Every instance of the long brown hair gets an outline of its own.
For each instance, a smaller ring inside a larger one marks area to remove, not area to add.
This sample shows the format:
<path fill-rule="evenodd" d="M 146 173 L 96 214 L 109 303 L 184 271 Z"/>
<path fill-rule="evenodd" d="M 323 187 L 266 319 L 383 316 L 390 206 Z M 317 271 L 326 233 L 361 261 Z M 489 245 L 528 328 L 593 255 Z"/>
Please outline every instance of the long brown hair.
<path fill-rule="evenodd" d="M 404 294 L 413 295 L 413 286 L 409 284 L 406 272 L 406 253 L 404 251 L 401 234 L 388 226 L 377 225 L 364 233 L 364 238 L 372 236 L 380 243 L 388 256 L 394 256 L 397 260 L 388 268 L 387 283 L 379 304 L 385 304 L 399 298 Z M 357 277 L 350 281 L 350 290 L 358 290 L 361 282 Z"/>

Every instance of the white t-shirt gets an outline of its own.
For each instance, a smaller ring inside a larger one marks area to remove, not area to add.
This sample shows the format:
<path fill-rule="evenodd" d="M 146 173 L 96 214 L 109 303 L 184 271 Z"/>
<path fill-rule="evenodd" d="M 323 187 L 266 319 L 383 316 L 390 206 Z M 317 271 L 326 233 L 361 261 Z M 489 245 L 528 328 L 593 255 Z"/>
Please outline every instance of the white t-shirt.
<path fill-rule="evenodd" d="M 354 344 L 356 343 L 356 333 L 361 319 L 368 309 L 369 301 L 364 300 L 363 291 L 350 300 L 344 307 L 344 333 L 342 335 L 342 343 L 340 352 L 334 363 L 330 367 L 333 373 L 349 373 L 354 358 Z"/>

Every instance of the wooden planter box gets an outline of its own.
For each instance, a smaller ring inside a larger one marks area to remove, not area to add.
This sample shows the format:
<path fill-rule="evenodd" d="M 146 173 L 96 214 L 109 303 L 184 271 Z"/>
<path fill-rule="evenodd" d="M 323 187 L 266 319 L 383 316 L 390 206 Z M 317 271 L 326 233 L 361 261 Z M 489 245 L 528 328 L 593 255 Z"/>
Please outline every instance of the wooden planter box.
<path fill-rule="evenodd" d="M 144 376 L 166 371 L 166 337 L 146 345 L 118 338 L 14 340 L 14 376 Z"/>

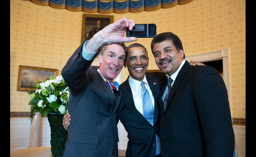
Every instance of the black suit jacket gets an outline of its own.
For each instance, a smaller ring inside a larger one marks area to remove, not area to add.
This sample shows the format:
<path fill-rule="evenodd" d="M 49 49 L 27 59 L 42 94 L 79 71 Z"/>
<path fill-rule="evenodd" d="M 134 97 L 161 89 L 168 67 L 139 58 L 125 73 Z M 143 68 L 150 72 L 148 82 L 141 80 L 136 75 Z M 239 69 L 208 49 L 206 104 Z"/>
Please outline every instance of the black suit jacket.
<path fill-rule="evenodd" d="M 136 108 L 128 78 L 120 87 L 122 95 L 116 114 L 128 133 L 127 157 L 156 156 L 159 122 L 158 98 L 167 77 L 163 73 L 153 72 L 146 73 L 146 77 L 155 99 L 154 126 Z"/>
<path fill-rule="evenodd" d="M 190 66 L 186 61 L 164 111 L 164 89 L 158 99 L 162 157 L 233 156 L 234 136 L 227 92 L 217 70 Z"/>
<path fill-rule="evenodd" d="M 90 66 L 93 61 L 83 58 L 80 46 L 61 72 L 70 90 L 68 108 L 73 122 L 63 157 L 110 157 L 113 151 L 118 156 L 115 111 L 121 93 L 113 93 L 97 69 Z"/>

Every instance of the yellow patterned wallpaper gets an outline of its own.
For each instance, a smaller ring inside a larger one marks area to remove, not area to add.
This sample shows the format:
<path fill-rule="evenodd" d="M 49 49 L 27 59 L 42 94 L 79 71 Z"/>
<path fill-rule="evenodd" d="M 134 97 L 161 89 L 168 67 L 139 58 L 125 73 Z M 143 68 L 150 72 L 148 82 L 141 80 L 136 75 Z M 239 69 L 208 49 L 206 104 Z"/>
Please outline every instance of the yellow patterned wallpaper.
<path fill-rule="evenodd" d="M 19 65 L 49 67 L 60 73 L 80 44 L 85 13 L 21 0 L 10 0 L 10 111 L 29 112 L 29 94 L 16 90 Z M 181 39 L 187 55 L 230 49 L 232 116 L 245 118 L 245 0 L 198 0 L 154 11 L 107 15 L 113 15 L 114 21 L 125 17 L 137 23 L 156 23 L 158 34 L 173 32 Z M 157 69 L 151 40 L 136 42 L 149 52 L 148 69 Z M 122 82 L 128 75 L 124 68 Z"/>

Aim:
Write out again, word for word, everything in the records from the line containing "Every instance of the yellow patterned wallpaper gets" down through the last line of the records, including both of those lines.

The reply:
Every instance of the yellow patterned wallpaper gets an outline of its own.
For each instance, a smaller ring inside a larger one marks area to remove, not area to add.
This sample shows the format:
<path fill-rule="evenodd" d="M 49 49 L 27 59 L 42 94 L 79 71 Z"/>
<path fill-rule="evenodd" d="M 134 97 L 161 89 L 168 67 L 139 58 L 125 73 Z M 143 68 L 150 72 L 148 82 L 141 80 L 136 75 Z M 239 69 L 208 49 L 206 104 Z"/>
Please outline every instance of the yellow patterned wallpaper.
<path fill-rule="evenodd" d="M 19 65 L 49 67 L 60 73 L 80 44 L 85 13 L 21 0 L 10 0 L 10 111 L 29 112 L 29 94 L 16 90 Z M 181 39 L 187 55 L 230 49 L 232 116 L 245 118 L 245 0 L 198 0 L 154 11 L 107 15 L 113 15 L 114 21 L 125 17 L 137 23 L 156 23 L 158 34 L 173 32 Z M 157 69 L 151 40 L 136 42 L 149 52 L 148 69 Z M 122 82 L 128 75 L 124 68 Z"/>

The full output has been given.